▸ Exercise passage
Dine Your Way to Lower Cancer Risk
Having the information to make good food choices and being physically active can help prevent disease, including cancer.
The Academy of Nutrition and Dietetics offers some tips for Americans who want to improve their nutrition.
“Fruits, vegetables and whole grains provide you with nutrients and dietary fiber that can help lower your risk of developing cancer in the long term,” said Amy Bragagnini. She is a registered dietitian nutritionist and oncology nutrition specialist who serves as national spokeswoman for the Academy of Nutrition and Dietetics.
“Eating a variety of foods from all food groups keeps your meals interesting and healthful. Fresh, frozen, canned or dried fruits and vegetables all make your meal preparations easy,” Bragagnini said.
She recommends filling half of your plate with fruits and veggies at each meal.
“Add fresh berries to your low-fat or fat-free yogurt in the morning. Eat a dark green leafy kale salad for lunch. Stir fry some spinach, broccoli and cabbage to add atop a bed of riced cauliflower for dinner,” Bragagnini suggested.
Getting in more legumes — such as beans, peas and lentils — can also add nutrition. She suggests adding black beans to an omelet and using a carrot stick as an edible spoon with hummus for a snack. A big pot of chili or lentil soup can be a healthy dinner.

Natural language descriptions of regions

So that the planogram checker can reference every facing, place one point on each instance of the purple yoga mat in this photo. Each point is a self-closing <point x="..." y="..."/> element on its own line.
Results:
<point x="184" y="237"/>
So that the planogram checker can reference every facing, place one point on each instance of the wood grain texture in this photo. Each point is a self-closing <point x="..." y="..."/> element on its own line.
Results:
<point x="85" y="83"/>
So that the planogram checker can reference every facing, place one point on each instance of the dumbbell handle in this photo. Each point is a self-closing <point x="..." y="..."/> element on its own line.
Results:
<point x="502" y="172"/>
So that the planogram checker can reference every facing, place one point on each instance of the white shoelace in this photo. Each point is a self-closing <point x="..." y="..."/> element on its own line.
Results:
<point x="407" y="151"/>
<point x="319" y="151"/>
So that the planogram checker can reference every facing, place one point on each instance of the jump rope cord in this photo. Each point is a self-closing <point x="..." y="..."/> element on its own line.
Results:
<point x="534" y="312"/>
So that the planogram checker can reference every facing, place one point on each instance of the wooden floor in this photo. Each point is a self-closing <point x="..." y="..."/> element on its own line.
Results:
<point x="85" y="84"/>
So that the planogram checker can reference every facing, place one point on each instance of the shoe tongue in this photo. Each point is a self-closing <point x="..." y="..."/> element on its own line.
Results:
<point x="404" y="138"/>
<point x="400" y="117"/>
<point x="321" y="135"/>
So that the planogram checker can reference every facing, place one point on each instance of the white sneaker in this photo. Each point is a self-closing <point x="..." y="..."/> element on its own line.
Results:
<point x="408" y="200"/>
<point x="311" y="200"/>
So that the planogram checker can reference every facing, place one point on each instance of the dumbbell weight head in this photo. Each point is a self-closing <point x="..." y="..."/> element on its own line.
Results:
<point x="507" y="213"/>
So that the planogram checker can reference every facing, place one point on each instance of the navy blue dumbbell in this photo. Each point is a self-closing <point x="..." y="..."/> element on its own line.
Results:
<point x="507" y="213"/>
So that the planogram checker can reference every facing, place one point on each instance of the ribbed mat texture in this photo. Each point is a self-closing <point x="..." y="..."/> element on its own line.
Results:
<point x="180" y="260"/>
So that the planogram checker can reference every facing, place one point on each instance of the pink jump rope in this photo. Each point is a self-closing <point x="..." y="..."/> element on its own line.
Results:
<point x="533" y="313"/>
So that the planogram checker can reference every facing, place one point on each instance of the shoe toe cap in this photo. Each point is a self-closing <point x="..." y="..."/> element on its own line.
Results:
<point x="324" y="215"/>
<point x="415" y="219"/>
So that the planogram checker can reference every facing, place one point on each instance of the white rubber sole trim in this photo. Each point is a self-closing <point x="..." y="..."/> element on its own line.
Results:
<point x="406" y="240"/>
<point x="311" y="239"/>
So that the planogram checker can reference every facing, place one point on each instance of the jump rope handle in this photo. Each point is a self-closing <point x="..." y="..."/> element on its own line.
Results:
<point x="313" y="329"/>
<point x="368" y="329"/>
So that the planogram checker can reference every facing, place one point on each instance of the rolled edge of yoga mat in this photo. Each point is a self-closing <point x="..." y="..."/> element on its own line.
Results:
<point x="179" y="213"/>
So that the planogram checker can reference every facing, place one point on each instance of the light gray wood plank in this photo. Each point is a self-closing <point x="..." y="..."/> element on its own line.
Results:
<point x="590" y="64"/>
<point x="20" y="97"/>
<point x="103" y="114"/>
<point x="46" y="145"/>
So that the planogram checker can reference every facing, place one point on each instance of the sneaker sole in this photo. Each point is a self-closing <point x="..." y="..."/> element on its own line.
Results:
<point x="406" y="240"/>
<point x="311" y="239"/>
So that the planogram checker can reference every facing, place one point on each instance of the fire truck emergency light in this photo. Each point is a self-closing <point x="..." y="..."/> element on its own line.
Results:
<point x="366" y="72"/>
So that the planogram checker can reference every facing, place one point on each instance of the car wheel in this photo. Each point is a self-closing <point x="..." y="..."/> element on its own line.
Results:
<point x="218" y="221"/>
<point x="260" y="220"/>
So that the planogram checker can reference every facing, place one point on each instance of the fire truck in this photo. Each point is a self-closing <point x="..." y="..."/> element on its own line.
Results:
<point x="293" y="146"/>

▸ Required actions
A. Write out a passage from the diet and cancer article word for word. Begin at the words "Getting in more" and stop after "a healthy dinner.".
B. In the diet and cancer article, what does Bragagnini suggest using as an edible spoon with hummus for a snack?
C. Give what comes next in the diet and cancer article, starting after its last sentence.
These rows have no connection to the diet and cancer article.

▸ Outputs by task
A.
Getting in more legumes — such as beans, peas and lentils — can also add nutrition. She suggests adding black beans to an omelet and using a carrot stick as an edible spoon with hummus for a snack. A big pot of chili or lentil soup can be a healthy dinner.

B. A carrot stick.

C.
Making sure whole grains are also in meals is important. This can include a warm bowl of oatmeal with dried fruit for breakfast, a whole grain barley bowl with baked chicken for lunch and a whole wheat roll with dinner.
While making all these additions, there are some foods that it's better to subtract. Bragagnini suggests replacing red and processed meats with a tuna salad at lunch time, a grilled chicken breast at dinner or having a meatless meal, such as a whole wheat pasta primavera.
Also limit the amounts of added sugars and saturated fat, information that can be found on a packaged food's label.
A registered dietitian nutritionist can help you develop a nutrition and physical activity plan that meets your health goals, now and throughout life, she said.
The U.S. Office of Disease Prevention and Health Promotion offers dietary guidelines for Americans.